━━ INFORMATION PROVIDED

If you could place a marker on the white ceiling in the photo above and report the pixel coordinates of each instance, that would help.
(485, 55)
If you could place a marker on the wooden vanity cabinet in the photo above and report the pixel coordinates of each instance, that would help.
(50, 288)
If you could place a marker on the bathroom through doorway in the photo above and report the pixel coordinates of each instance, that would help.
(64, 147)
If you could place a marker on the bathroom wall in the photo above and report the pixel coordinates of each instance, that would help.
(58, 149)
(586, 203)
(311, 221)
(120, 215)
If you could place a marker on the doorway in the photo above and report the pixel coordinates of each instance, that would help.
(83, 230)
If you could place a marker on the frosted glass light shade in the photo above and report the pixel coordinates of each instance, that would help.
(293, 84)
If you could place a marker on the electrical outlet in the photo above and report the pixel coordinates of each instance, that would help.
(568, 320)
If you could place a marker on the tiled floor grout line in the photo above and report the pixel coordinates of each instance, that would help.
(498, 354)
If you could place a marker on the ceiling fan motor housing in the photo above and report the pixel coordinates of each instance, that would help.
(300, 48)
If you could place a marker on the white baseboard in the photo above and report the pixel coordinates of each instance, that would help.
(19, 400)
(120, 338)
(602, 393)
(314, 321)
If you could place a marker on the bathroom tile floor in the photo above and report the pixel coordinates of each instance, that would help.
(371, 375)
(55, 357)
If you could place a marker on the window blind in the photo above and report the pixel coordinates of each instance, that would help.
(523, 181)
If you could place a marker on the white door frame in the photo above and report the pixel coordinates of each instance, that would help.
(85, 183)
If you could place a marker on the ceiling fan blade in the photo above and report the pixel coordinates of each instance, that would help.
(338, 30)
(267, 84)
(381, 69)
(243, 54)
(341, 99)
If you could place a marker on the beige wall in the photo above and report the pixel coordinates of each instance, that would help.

━━━━

#### WHAT THE TASK REQUIRES
Reproduce each of the entries above verbatim and in their original order.

#### SOLUTION TO THIS EXERCISE
If you could place a marker on the white ceiling in the photo above and report the pixel coordinates of each instance, that would help.
(485, 55)
If you could place a marker on the wooden vanity cabinet in the photo above and report the pixel coordinates of each instance, that would help.
(50, 288)
If you could place a marker on the bathroom through doorway in the photo above and report the pixel coordinates of each instance, that would help.
(64, 147)
If you could place a marker on the bathroom wall in the photo above and report the pixel coordinates of each instance, that would help.
(58, 149)
(586, 203)
(311, 221)
(120, 215)
If you could place a marker on the doorway in the photo above and report the pixel coordinates of each instance, that would help.
(83, 230)
If you could place a marker on the frosted glass light shade in the photo above and report the pixel coordinates of each instance, that would help.
(293, 84)
If you could place a marker on the electrical outlet in the photo above and report the pixel coordinates of each instance, that would help.
(568, 320)
If you could place a marker on the tiled floor grout line in the photo above and report the pixel coordinates of each instance, that would help.
(498, 354)
If you could place a marker on the ceiling fan motor housing in the photo above and report the pixel coordinates of each instance, that would help.
(300, 48)
If you could place a marker on the white baseboard in the photo above and report the pixel coordinates of each instance, that would help.
(19, 400)
(120, 338)
(602, 393)
(314, 321)
If you could place a marker on the bathroom tile floor in the photo above and report the pixel coordinates of each instance, that would help.
(371, 375)
(55, 357)
If you could place a marker on the window blind in the photo above and report the pixel coordinates of each instance, that would help.
(523, 181)
If you could place a marker on the white door frame in the photo above and report the pixel coordinates of each instance, that would help.
(85, 183)
If you could place a marker on the ceiling fan blade in the photo above and report the pixel coordinates of each instance, that would help.
(338, 30)
(267, 84)
(381, 69)
(243, 54)
(341, 99)
If you could place a marker on the beige wall in the photo above and report the pixel coordinates of each instance, that would help.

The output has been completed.